> _What you will do_
1) List every company or product name mentioned in the commentary below on Excite and trademark use.
2) Answer these questions from the commentary below on Excite and trademark use:
(a) What is the writer very likely to receive during checkout after buying a Dole Fruit Juice product?
(b) Which product does the writer's library lack, and to which competing product are patrons directed instead?
(c) What does the writer call Excite "in a sense"?

Two thoughts:
- What Excite is doing seems an awful lot like what my supermarket
does -- when I buy a Dole Fruit Juice (for example) product I am very
likely to be handed a coupon for a Welsh product during checkout.
- I liked the 'burger" analogy and would like to offer one closer
to home for me. As a librarian I often have patrons ask me to use
"Infotrac". This is a product we don't have, and I steer them to
the competing product which we do have (Ebscohost). Am I infringing
on Gale's (maker of Infotrac) trademark by responding to a
trademark-name request with information about a competing product?
Would it make any difference if the library next door had Infotrac
and I knew it? This is absurd! Excite is in a sense an artificial
intelligence version of a reference librarian, and we all the time
steer people from a particular brand name to some other IP (we call
it information) which suits their needs and which we own in our
collection.

> _Data supplied_
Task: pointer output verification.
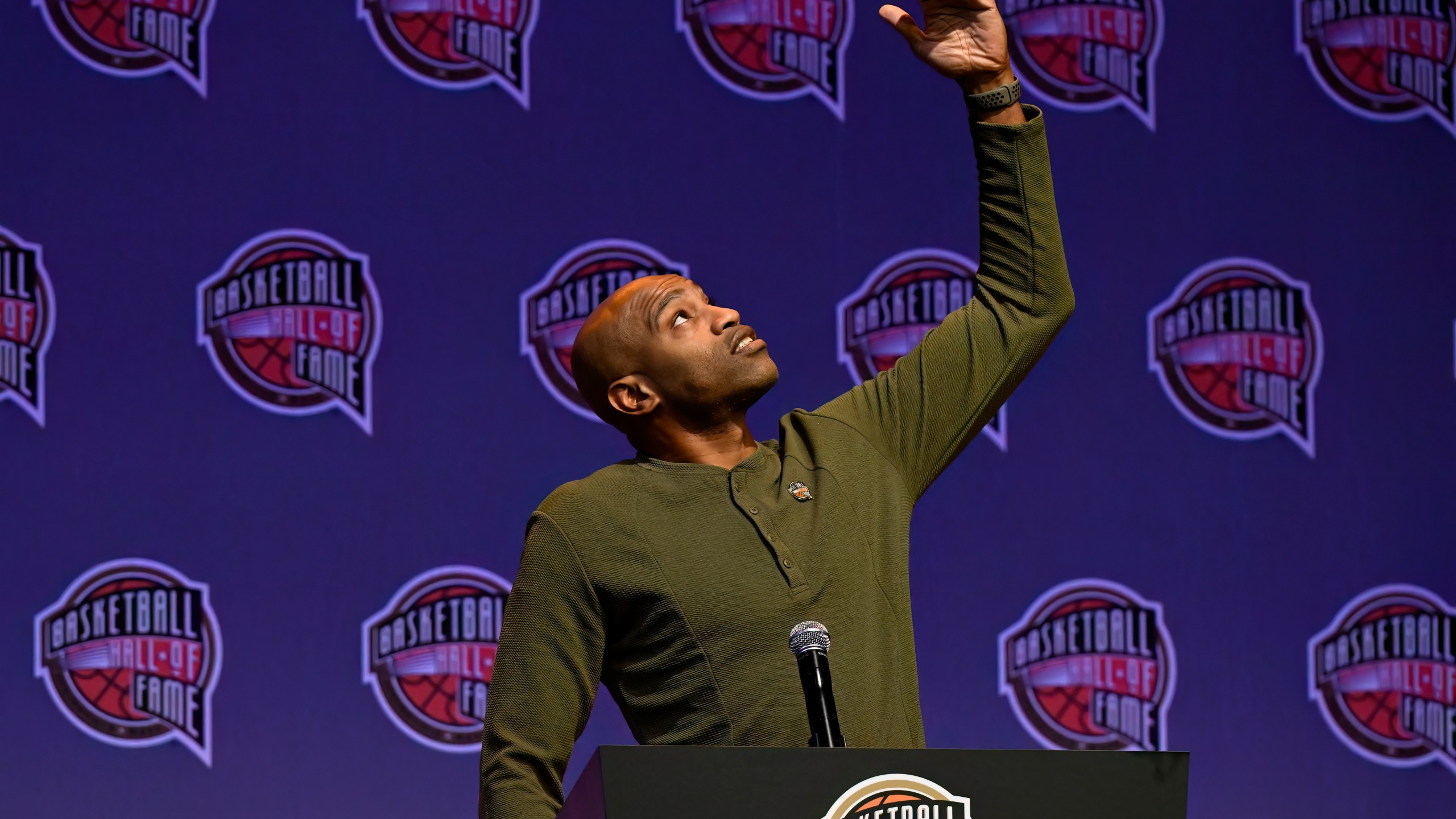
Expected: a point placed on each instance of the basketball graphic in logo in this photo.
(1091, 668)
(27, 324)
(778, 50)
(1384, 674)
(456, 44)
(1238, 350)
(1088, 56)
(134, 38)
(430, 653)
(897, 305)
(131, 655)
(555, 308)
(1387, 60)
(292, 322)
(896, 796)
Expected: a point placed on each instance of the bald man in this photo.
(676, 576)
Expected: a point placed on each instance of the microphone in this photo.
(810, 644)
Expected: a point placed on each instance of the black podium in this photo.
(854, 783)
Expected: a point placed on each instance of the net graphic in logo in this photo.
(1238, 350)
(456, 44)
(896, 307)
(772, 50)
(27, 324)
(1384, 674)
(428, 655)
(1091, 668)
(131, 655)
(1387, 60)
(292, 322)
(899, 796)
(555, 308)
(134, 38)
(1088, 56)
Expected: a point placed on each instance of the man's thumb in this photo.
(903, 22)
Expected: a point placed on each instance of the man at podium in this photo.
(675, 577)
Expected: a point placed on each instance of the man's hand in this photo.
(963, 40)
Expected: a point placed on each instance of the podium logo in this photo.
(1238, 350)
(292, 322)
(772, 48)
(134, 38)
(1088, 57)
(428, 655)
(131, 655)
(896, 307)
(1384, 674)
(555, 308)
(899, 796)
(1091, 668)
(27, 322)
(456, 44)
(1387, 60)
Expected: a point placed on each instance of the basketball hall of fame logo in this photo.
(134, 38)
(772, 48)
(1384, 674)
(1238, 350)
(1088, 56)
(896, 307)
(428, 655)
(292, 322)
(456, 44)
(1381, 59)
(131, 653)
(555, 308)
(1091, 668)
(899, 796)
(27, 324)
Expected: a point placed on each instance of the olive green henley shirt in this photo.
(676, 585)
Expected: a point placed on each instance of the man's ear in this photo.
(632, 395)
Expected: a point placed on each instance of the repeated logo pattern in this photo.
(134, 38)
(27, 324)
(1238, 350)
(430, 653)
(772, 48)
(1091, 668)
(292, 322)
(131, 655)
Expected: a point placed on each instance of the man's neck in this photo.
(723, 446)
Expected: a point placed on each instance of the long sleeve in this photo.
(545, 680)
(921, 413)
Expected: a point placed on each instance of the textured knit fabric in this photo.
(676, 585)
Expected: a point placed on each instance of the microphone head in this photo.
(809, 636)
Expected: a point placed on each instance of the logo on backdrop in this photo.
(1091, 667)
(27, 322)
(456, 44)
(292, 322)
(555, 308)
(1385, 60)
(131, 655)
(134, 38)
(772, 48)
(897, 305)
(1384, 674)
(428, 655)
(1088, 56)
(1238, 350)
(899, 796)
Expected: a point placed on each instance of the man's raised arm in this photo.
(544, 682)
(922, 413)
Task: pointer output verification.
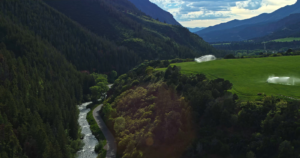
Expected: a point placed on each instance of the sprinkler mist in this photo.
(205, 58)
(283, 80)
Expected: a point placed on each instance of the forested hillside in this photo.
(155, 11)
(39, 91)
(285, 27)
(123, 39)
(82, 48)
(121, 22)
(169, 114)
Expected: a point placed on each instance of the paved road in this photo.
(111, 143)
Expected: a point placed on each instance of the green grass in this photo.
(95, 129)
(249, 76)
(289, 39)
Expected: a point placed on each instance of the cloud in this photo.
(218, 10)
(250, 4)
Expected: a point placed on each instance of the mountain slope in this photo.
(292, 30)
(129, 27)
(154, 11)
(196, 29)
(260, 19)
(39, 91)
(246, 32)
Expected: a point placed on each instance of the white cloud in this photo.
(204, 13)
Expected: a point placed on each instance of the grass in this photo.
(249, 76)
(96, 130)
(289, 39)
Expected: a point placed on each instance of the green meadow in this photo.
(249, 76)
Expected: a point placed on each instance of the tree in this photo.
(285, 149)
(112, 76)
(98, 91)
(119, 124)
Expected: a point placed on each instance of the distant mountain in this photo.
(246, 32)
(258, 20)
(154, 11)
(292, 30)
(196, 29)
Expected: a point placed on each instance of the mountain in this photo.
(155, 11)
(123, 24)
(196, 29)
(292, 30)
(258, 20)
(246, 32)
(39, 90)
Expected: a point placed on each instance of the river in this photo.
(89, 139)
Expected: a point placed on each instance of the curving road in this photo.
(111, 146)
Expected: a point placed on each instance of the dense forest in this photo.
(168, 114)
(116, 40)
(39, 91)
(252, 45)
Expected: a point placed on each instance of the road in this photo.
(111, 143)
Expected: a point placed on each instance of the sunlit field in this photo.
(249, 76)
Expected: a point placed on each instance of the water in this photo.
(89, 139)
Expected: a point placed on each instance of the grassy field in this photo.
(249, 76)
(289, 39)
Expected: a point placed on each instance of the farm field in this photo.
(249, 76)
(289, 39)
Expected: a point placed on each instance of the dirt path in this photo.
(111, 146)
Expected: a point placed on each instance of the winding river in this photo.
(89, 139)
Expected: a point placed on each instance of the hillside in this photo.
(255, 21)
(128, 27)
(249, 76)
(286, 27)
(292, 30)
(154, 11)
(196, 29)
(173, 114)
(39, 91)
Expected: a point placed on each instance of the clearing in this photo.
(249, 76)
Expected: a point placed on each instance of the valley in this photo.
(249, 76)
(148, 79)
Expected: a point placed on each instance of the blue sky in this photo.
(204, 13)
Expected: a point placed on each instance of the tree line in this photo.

--

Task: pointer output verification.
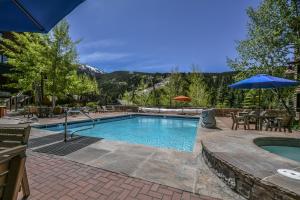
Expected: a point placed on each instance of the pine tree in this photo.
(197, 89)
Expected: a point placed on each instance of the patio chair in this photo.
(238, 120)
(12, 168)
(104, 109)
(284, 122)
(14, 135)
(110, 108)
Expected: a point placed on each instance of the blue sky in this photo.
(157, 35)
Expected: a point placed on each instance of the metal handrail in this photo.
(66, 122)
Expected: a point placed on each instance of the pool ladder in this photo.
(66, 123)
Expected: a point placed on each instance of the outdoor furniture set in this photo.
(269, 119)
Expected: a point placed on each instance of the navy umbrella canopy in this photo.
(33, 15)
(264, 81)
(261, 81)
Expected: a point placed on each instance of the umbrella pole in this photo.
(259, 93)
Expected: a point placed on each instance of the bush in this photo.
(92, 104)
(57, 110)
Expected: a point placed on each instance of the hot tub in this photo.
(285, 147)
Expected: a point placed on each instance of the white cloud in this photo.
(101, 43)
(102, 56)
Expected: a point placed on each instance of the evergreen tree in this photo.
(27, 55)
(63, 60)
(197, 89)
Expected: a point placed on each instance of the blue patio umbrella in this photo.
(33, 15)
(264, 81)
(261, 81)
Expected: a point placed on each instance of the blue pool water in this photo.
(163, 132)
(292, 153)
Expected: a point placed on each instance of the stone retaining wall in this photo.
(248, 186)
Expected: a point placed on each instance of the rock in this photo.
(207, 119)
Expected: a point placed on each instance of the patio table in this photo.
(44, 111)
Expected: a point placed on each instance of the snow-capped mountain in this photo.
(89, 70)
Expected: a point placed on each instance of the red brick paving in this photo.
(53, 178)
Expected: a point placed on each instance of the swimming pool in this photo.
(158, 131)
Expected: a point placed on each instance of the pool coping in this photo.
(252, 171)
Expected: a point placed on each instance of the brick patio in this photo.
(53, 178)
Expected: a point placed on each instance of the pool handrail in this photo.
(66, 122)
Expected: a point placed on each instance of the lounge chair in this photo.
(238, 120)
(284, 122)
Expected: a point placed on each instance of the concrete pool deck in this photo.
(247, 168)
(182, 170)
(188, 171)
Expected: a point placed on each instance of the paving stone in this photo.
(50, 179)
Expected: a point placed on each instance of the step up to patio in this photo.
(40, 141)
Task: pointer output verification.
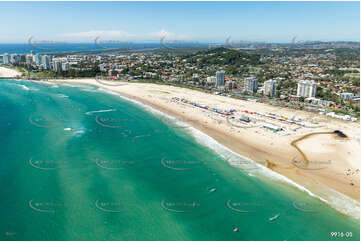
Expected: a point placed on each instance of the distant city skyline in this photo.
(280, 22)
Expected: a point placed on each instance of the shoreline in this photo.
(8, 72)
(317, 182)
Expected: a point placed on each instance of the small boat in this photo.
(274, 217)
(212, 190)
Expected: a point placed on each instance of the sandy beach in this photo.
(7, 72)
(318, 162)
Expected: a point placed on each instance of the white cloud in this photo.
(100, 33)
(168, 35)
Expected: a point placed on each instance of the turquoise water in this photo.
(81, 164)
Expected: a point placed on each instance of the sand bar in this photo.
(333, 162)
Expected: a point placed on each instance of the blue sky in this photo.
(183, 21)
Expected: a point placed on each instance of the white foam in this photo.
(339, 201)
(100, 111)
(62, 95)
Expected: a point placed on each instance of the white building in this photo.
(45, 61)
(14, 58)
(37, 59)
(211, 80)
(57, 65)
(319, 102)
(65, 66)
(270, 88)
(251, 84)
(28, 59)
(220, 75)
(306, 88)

...

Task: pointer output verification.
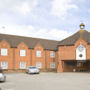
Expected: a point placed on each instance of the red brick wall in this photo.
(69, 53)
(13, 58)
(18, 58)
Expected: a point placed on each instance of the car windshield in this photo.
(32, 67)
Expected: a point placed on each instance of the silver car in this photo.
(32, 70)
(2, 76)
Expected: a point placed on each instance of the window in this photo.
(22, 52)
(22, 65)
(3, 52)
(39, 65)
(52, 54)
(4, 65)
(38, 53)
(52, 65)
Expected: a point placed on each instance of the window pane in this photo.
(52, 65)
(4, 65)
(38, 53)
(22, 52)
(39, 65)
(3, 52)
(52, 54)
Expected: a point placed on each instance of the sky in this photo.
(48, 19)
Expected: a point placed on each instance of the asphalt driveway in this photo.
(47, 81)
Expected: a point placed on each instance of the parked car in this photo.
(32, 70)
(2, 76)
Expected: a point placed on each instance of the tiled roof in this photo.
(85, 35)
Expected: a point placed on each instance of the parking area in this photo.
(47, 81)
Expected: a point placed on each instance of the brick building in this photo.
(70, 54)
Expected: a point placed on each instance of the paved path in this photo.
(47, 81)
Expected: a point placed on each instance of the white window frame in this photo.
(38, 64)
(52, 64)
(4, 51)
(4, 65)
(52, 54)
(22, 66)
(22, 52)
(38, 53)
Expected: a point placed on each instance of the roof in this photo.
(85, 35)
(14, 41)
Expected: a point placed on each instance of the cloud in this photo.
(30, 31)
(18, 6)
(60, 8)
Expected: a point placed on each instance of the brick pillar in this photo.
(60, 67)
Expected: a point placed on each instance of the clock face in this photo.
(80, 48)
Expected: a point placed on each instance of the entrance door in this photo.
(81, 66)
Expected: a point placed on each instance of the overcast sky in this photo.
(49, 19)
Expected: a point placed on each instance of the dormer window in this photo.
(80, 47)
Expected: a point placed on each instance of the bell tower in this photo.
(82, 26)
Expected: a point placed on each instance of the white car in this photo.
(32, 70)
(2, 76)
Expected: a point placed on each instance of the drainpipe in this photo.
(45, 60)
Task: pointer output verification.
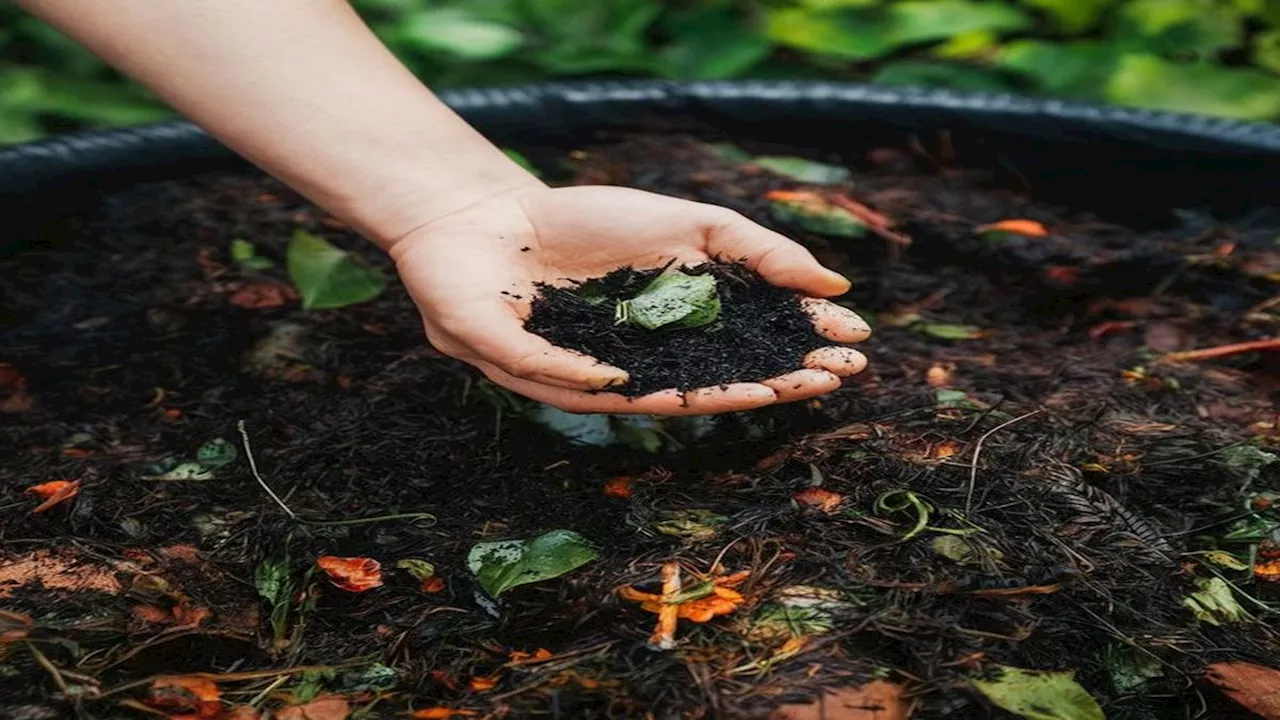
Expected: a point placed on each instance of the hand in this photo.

> _The results_
1) Excite, Dole Fruit Juice, Welsh, Infotrac, Ebscohost, Gale

2)
(a) A coupon for a Welsh product.
(b) The library lacks Infotrac, so patrons are directed to Ebscohost.
(c) An artificial intelligence version of a reference librarian.